_EXERCÍCIOS_
A – Responda às seguintes perguntas sobre o texto acerca do Milan:
(i) Que equipa venceu o Milan na primeira das três finais consecutivas da Champions?
(ii) Com que resultado e em que cidade o Milan venceu a final da Champions contra o Barcelona de Cruijff?
(iii) Para onde se mudará Romano Prodi, segundo o texto?
B – Prossiga o texto sobre o Milan a partir da última frase apresentada.
++++ FONTE ++++
Seguiram-se os invencíveis de Fabio Capello: Franco Baresi, Alessandro Costacurta e Paolo Maldini comandavam uma das melhores defesas da história, o francês Marcel Desailly e Roberto Donadoni seguravam o meio campo, onde se soltava o génio de Dejan Savićević e Zvonimir Boban, e lá na frente o instinto de Daniele Massaro. Tricampeões italianos, chegaram a três finais da Champions consecutivas, perdendo a primeira para os franceses do Olympique de Marseille e a última para os holandeses do Ajax.

Campeões invictos em 1991/92, conseguiram o impressionante feito de não perderem nenhuma partida durante 58 jogos, culminando a sua era dourada, com uma vitória por 4x0 na final da Champions, em Atenas, contra o super Dream Team que Cruijff comandava em Barcelona.

Regresso a Roma

Enquanto o Milan vivia momentos de sucesso, Berlusconi tentava recuperar a sua boa estrela na política. Quebrada a aliança com Bossi, restou-lhe aguardar o fim do governo de Romano Prodi, que entretanto se mudará para a Comissão Europeia em Bruxelas.
++++ DADOS ++++
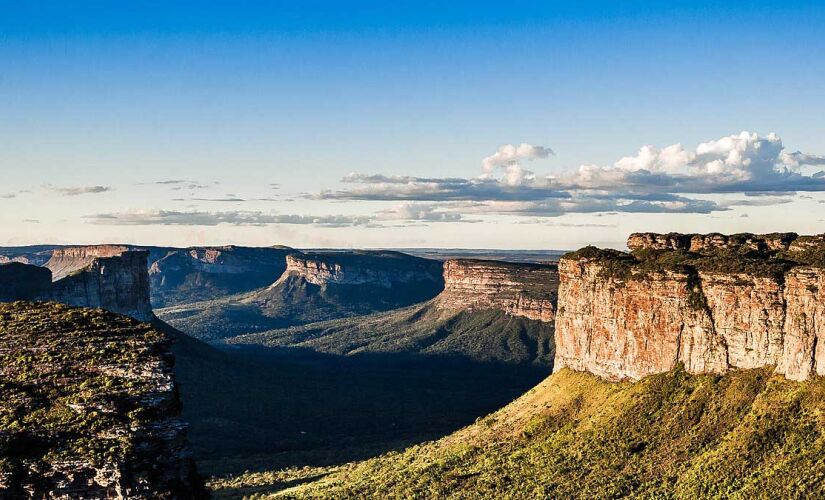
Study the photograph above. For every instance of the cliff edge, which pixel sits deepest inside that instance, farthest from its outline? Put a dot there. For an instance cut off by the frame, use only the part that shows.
(710, 302)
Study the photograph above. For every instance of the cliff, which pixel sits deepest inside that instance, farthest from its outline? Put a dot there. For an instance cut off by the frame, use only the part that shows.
++++
_RESPOSTAS_
A –
(i) O Olympique de Marseille.
(ii) Por 4x0, em Atenas.
(iii) Para a Comissão Europeia, em Bruxelas.

B –
Silvio não hesitou, recandidatou-se e em 2001 voltou a vencer as eleições, iniciando o seu segundo mandato, que duraria até 2006, ano em que voltou a perder para Prodi, numas eleições disputadíssimas que dividiram a Itália ao meio (3).

Aproveitou então para unir o centro-direita italiano, preparando-se para novas eleições, regressando à sua Milão e ao Milan, onde voltou a presidir o clube, liderando os rossoneri em mais uma conquista europeia, numa equipa em que brilhavam Kaká, Nesta, Seedorf, Dida, Inzaghi e Paolo Maldini, o último imortal e invencível a pendurar as botas...

Apesar do seu enorme sucesso à frente do AC Milan, também no futebol viveu em polémicas. Por mais do que uma vez surgiram especulações que Berlusconi ordenava os seus treinadores a alinharem com um determinado onze ou determinada tática. Tal situação foi sempre negada pelos intervenientes, mas pelo historial de Silvio, não custa a acreditar que seja verdade...

O Caimão

De regresso ao poder, à frente do PdL, o novo partido que unificara a direita italiana, Berlusconi governa com feroz oposição. O país encontra-se dividido, os escândalos políticos, económicos e sexuais rebentam quase semanalmente na imprensa italiana.

Durante o seu consulado, o AC Milan tornou-se juntamente com os argentinos do Boca Juniors o clube com mais títulos internacionais conquistados.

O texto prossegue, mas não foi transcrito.